PASSAGE:
Goldman Sachs executive’s parting shots shock Wall Street

Goldman Sachs Group Inc. has weathered a lot of criticism over the years, but nothing like the broadside that hit it from inside.

A departing executive in the firm’s London office accused Goldman in a newspaper column Wednesday of losing its moral compass and being overtaken by a greed-infested corporate culture.

“I can honestly say that the environment now is as toxic and destructive as I have ever seen it,” Greg Smith, who quit as head of the firm’s U.S. equity derivatives business in Europe, wrote in an opinion piece in the New York Times.


“It makes me ill how callously people talk about ripping their clients off,” Smith wrote. “Over the last 12 months I have seen five different managing directors refer to their own clients as ‘muppets,’ sometimes in internal e-mails.”

Smith’s basic accusation — that Goldman pursues its own profit at the expense of its customers — is well-known to Wall Street insiders and has been a frequent refrain among Goldman critics who blame the firm for contributing to the 2008 global financial crisis.

But Wall Street was shocked by the public denunciation, and it set off a lively debate about everything from Goldman’s business practices to the motivations of its accuser.

“This is all over the Street. This is the talk of the town,” said Larry Doyle, president of Greenwich Investment Management and a former trader at several banks. “He just took a howitzer and blew the entire firm away.”

Goldman denied the accusations, saying in a statement that “we disagree with the views expressed, which we don’t think reflect the way we run our business.”

In a memo to employees, Lloyd Blankfein, Goldman’s chief executive, suggested that Smith may have a grudge against the company.

“In a company of our size, it is not shocking that some people could feel disgruntled,” Blankfein and another top executive wrote. “But that does not and should not represent our firm of more than 30,000 people.”

Reaction varied widely.

Smith’s piece was entitled “Why I Am Leaving Goldman Sachs,” and it ended by saying he resigned Wednesday after a dozen years there.

Many rank-and-file people on Wall Street viewed it as a parting shot by a disenchanted employee who nonetheless collected bonuses for a dozen years, said William Cohan, author of the 2011 book “Money and Power: How Goldman Sachs Came to Rule the World.”

The timing of the diatribe — after 2011 bonuses had been paid early this year — prompted speculation that Smith may have kept his thoughts to himself until his paycheck was cashed.

[Point-per-instance localization data]
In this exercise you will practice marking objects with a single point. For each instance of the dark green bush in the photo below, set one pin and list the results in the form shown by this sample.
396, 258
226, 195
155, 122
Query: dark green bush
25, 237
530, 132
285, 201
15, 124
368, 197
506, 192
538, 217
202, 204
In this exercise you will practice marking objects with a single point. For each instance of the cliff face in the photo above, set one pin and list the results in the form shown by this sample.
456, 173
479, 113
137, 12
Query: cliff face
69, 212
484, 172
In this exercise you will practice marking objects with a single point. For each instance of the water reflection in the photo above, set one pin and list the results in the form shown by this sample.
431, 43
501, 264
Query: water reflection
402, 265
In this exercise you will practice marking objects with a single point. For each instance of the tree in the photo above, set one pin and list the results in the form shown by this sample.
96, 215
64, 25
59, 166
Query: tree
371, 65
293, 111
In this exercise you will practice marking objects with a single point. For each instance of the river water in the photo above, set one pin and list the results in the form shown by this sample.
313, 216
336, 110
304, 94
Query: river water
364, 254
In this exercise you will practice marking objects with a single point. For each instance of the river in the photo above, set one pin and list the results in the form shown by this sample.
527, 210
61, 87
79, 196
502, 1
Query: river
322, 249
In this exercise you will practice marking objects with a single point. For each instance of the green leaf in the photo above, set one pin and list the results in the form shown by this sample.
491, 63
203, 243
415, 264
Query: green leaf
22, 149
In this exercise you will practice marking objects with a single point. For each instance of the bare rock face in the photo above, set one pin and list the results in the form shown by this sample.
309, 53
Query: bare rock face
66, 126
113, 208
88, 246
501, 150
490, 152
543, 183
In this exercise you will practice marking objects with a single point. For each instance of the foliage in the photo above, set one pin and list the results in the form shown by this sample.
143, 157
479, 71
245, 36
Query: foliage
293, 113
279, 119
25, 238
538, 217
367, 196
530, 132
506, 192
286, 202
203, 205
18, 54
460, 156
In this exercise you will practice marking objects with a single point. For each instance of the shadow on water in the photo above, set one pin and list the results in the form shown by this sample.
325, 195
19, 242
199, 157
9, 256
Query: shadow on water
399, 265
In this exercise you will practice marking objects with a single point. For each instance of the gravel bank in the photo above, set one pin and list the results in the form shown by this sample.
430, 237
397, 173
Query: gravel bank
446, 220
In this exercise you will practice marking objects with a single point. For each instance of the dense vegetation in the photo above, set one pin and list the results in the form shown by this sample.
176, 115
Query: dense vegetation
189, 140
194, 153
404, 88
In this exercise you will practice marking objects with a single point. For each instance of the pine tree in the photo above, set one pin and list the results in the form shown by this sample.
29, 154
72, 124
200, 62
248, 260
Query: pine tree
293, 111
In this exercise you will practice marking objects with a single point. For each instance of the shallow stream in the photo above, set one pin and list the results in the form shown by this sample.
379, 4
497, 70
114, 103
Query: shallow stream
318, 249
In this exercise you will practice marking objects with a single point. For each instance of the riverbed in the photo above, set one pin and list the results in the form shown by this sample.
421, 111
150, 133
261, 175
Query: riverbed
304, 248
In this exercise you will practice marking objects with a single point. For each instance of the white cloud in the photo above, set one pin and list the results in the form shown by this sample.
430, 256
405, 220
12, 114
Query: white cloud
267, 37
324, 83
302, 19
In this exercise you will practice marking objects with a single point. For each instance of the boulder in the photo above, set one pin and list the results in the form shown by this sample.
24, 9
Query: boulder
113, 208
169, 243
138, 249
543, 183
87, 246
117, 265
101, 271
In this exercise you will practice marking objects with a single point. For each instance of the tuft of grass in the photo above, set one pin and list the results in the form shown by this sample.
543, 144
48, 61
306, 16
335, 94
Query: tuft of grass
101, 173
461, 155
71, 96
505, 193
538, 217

WHAT THIS EXERCISE ASKS:
A - Name every person identified by name in the Goldman Sachs article.
B - Please write the next part of the article on Greg Smith's departure from Goldman Sachs, picking up after its final sentence.

ANSWERS FOR THE TASKS:
A - Greg Smith, Larry Doyle, Lloyd Blankfein, William Cohan

B -
The mood on Wall Street, always a bare-knuckle place, has grown increasingly tense as the industry suffers through a depressing period of sagging profits and lower employee bonuses brought on by the soft U.S. economy and heightened regulation.

“What I’m hearing is sour grapes, and you’ve just pigged out at the trough for 12 years and you don’t have enough sense to keep your mouth shut,” Cohan said. “We don’t know this guy’s story. We don’t know why he’d do this. There are a lot of disgruntled people who leave Wall Street and they don’t do this.”

Others saw it as a well-intentioned attempt to reposition Goldman’s moral antenna.

“I thought it very thoughtful, even kind of a touching piece,” said Matt Taibbi, a Rolling Stone reporter who has written several blistering articles about Goldman. In a story two years ago, Taibbi coined a now-famous pejorative, labeling the firm a “vampire squid wrapped around the face of humanity.”

Smith contended in his piece that Goldman routinely profits at the expense of customers. Rather than recommending a promising stock to a client, for example, Goldman pushes the ones the firm wants to dump, he wrote.

Making gobs of money is, of course, the raison d’etre on Wall Street. But such blatant hoodwinking of customers is considered a step too far.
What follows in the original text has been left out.